*** Exercise material
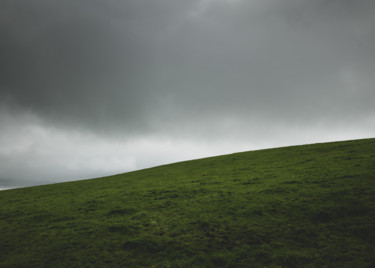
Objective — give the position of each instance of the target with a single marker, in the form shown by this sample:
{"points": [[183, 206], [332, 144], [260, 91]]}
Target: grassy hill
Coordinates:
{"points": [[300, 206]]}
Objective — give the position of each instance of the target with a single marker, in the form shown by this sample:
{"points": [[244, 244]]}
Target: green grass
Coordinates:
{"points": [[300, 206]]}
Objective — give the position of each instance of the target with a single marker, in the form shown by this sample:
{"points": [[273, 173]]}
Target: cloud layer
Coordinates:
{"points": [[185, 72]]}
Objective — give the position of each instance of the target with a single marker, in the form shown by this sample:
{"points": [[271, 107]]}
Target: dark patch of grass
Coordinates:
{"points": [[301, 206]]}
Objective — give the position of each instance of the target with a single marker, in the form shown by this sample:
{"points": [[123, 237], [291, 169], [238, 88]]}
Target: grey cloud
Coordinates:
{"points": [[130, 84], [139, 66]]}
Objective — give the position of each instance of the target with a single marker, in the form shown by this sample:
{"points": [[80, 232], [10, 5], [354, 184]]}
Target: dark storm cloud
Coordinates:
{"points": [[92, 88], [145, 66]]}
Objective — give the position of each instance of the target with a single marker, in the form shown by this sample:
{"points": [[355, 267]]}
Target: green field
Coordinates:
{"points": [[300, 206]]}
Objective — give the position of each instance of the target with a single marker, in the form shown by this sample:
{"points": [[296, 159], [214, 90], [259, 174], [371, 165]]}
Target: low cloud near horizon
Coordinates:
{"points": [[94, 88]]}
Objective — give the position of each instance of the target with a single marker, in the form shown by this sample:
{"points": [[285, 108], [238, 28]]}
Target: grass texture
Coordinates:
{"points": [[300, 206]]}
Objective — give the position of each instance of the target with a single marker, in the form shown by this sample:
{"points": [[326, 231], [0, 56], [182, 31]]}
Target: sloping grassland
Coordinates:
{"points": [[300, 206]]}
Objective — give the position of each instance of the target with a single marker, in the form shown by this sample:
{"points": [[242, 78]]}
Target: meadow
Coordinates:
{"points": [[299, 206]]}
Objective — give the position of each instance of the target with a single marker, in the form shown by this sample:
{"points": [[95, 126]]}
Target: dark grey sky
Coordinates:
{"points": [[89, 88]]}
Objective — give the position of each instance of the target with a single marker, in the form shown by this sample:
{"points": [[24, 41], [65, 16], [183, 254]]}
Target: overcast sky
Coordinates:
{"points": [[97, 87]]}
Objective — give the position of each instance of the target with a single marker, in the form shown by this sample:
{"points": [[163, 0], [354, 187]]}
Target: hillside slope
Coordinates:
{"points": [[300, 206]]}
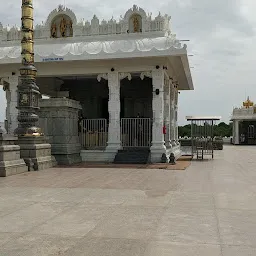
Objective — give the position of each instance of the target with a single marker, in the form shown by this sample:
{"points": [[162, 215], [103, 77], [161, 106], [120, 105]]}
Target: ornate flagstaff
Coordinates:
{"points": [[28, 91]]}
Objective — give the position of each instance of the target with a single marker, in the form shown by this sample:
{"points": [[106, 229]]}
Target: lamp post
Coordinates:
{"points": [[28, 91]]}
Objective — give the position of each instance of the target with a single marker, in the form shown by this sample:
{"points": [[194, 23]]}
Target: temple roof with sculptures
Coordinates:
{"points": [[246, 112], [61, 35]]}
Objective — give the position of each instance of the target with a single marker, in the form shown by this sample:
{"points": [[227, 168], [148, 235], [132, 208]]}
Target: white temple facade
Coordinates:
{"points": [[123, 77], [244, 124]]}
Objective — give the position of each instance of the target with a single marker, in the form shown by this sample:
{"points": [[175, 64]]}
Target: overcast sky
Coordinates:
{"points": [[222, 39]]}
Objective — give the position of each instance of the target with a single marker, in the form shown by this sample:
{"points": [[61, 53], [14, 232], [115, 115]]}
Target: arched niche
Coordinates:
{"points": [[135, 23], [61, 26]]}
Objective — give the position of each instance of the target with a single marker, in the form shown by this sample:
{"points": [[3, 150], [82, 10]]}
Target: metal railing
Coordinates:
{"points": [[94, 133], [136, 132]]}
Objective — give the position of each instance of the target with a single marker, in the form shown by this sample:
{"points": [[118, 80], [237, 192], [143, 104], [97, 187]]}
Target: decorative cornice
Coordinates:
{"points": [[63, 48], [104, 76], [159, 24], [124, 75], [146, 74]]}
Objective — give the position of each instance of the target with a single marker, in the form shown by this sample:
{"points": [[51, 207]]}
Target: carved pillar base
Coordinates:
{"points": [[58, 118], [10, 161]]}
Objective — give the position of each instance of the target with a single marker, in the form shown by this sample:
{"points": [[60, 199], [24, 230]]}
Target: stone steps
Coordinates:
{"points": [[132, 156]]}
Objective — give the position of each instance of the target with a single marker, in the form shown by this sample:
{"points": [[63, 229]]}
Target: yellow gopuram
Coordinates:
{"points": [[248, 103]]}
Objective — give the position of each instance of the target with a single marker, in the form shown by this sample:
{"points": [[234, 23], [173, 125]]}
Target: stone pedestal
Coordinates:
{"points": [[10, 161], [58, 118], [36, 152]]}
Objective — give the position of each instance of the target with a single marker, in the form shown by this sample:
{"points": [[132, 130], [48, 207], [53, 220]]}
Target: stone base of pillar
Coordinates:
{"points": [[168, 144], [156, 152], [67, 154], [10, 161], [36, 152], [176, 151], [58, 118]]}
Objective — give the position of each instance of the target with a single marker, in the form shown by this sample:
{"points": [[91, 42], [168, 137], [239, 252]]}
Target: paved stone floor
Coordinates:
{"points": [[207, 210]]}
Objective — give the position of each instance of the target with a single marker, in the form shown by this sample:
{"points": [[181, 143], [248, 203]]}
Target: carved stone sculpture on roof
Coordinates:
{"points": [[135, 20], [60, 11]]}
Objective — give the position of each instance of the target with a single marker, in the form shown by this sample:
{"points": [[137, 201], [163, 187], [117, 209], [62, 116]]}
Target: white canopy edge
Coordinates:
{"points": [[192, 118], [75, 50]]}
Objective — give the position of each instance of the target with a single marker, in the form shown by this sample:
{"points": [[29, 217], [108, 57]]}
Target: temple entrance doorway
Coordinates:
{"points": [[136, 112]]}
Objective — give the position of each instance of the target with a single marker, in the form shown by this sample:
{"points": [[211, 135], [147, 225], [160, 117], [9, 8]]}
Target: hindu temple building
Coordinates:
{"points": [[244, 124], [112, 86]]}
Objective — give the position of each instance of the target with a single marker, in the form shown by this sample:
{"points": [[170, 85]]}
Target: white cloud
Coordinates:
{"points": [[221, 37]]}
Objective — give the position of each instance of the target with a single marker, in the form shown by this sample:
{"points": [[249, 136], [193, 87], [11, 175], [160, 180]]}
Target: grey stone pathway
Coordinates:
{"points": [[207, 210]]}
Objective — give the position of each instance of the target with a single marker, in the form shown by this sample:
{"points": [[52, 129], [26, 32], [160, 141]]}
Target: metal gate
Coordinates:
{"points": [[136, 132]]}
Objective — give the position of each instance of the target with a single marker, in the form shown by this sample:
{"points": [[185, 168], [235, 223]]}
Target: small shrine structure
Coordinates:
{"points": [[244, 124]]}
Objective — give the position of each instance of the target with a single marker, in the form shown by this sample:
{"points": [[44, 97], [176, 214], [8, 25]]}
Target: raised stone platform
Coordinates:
******
[Exercise prompt]: Skip the pictures and print each record exactly as it stands.

[Complete output]:
Objective — give the position of each instance of the target with a single marker, in the form shown by this sample:
{"points": [[183, 206], [332, 144], [260, 91]]}
Target: grassy hill
Coordinates:
{"points": [[300, 206]]}
Objective — give the position of each instance of the target with a single marker, in the form shown by this sample:
{"points": [[244, 244]]}
Target: green grass
Coordinates:
{"points": [[300, 206]]}
Objective — give the position of each instance of the target with a single marker, in the form shown by this sample:
{"points": [[273, 173]]}
Target: cloud layer
Coordinates:
{"points": [[185, 72]]}
Objective — give the position of each instance of the target with a single marker, in the form shown by this sample:
{"points": [[271, 107]]}
Target: dark patch of grass
Coordinates:
{"points": [[301, 206]]}
Objective — give the position of each instance of the target with a single marker, in the form shown by this sample:
{"points": [[123, 237], [291, 169], [238, 88]]}
Target: grey cloud
Coordinates:
{"points": [[130, 84], [139, 66]]}
Objective — give the position of each instance of the target with a single marker, in the form shown by this sample:
{"points": [[80, 232], [10, 5], [354, 184]]}
Target: dark storm cloud
Coordinates:
{"points": [[92, 88], [145, 66]]}
Objective — give the position of each instance of the target with a single marker, in the form shown by this sample:
{"points": [[355, 267]]}
Target: green field
Coordinates:
{"points": [[300, 206]]}
Objective — give the position of each instance of the target with a single marker, in the form shown by this sample:
{"points": [[296, 159], [214, 90], [259, 174], [371, 165]]}
Target: low cloud near horizon
Coordinates:
{"points": [[94, 88]]}
Objective — give the position of each instance of the target with a single marker, in the form shown by this sample:
{"points": [[285, 108], [238, 28]]}
Target: grass texture
Coordinates:
{"points": [[300, 206]]}
Objective — give the position of each instance of the target with a single marker, in the form shown by this sample:
{"points": [[326, 231], [0, 56], [182, 31]]}
Target: sloping grassland
Coordinates:
{"points": [[300, 206]]}
Objective — give the position of each instance of the target with a single marker, in the form shown by this sample:
{"points": [[242, 78]]}
Target: meadow
Coordinates:
{"points": [[299, 206]]}
Objective — give the position of each instance of the target with a single marker, in the form shown by this sample:
{"points": [[95, 126]]}
Target: dark grey sky
Coordinates:
{"points": [[89, 88]]}
Objective — give the position of each instance of the target with a single marker, in the form shown by this sample:
{"points": [[24, 41], [65, 16], [183, 254]]}
Target: overcast sky
Coordinates:
{"points": [[97, 87]]}
Objective — give the position of each instance of the target with a single marker, in the form shown by this sample:
{"points": [[163, 0], [354, 187]]}
Target: hillside slope
Coordinates:
{"points": [[300, 206]]}
Objective — give the position of each instance of the target with a single marker, in the form shown by this sample:
{"points": [[162, 215], [103, 77], [161, 106], [120, 105]]}
Target: ornate flagstaff
Coordinates:
{"points": [[28, 91]]}
Objective — give the position of each instance of the target with a single marker, in the form shown by this sample:
{"points": [[106, 229]]}
Target: lamp post
Coordinates:
{"points": [[28, 91]]}
Objective — give the position of each instance of the target with a single marker, in the form shown by this sample:
{"points": [[194, 23]]}
Target: temple roof with sculptures
Coordinates:
{"points": [[246, 112], [61, 35]]}
Objective — give the position of each instance of the target with a single marker, in the form shown by this sample:
{"points": [[227, 168], [148, 235], [132, 208]]}
Target: white temple facade
Coordinates:
{"points": [[123, 77], [244, 124]]}
Objective — give the position of each instance of the target with a single marker, in the form shown by this sample:
{"points": [[175, 64]]}
Target: overcast sky
Coordinates:
{"points": [[222, 39]]}
Objective — give the position of each instance of the target with a single marker, in the form shown by this sample:
{"points": [[61, 53], [14, 232], [115, 115]]}
Target: arched niche
Coordinates:
{"points": [[135, 23], [61, 26]]}
Objective — give the position of each instance of the target with a single marker, in the form shown by this sample:
{"points": [[3, 150], [82, 10]]}
Target: metal railing
Coordinates:
{"points": [[94, 133], [136, 132]]}
Objective — give the position of each instance of the target with a single marker, in the form shown by this sample:
{"points": [[118, 80], [237, 192], [143, 104], [97, 187]]}
Target: decorative cornice
Coordinates:
{"points": [[63, 48], [104, 76], [159, 24], [124, 75], [146, 74]]}
Objective — give the position of each instance of the target with a single marker, in the form shown by this sample:
{"points": [[51, 207]]}
Target: carved pillar base
Coordinates:
{"points": [[58, 118], [10, 161]]}
Objective — give the position of each instance of the target with a single marker, in the form shown by this sample:
{"points": [[60, 199], [24, 230]]}
Target: stone steps
Coordinates:
{"points": [[132, 156]]}
Objective — give the position of each instance of the target with a single marker, in the form shown by this sample:
{"points": [[63, 229]]}
Target: yellow gopuram
Coordinates:
{"points": [[248, 103]]}
Objective — give the position of each instance of the target with a single marker, in the form shown by this sample:
{"points": [[234, 23], [173, 125]]}
Target: stone pedestal
Coordinates:
{"points": [[10, 161], [58, 118], [36, 152]]}
Objective — give the position of each instance of the target with a single marker, in the form shown by this sample:
{"points": [[132, 130], [48, 207], [53, 220]]}
Target: stone base of pillar
Coordinates:
{"points": [[168, 144], [156, 152], [67, 154], [10, 161], [36, 152], [176, 151], [58, 118]]}
Objective — give the position of each instance of the target with a single marker, in the form shown by this sample:
{"points": [[91, 42], [168, 137], [239, 252]]}
Target: paved stone floor
Coordinates:
{"points": [[207, 210]]}
Objective — give the position of each instance of the target with a single marker, in the form shown by this sample:
{"points": [[181, 143], [248, 203]]}
Target: carved stone sculpture on roof
Coordinates:
{"points": [[135, 20], [60, 11]]}
Objective — give the position of each instance of the target with a single marker, in the form shown by this sample:
{"points": [[137, 201], [163, 187], [117, 209], [62, 116]]}
Target: white canopy edge
Coordinates:
{"points": [[192, 118], [75, 50]]}
Objective — give the position of each instance of the target with a single marker, in the form shown by this sample:
{"points": [[29, 217], [108, 57]]}
Target: temple entrance doorway
Coordinates:
{"points": [[136, 112]]}
Objective — give the position of each instance of the target with a single marker, in the form shown by this sample:
{"points": [[211, 135], [147, 225], [160, 117], [9, 8]]}
Target: hindu temple building
Coordinates:
{"points": [[244, 124], [112, 86]]}
Objective — give the position of each instance of the target with a single marker, in the form shown by this sample:
{"points": [[170, 85]]}
Target: white cloud
Coordinates:
{"points": [[221, 37]]}
Objective — give the position of each instance of the target with a single marker, in the form shown by this sample:
{"points": [[249, 136], [193, 87], [11, 175], [160, 180]]}
Target: grey stone pathway
Coordinates:
{"points": [[207, 210]]}
Objective — give the position of each instance of the target with a single marker, in the form shown by this sample:
{"points": [[52, 129], [26, 32], [160, 141]]}
Target: metal gate
Coordinates:
{"points": [[136, 132]]}
Objective — give the position of each instance of the target with a single marker, in the form shown by this sample:
{"points": [[185, 168], [235, 223]]}
Target: small shrine structure
Coordinates:
{"points": [[244, 124]]}
Objective — give the position of each instance of the target with a single marker, in the form shown by this sample:
{"points": [[44, 97], [176, 214], [8, 25]]}
Target: raised stone platform
Coordinates:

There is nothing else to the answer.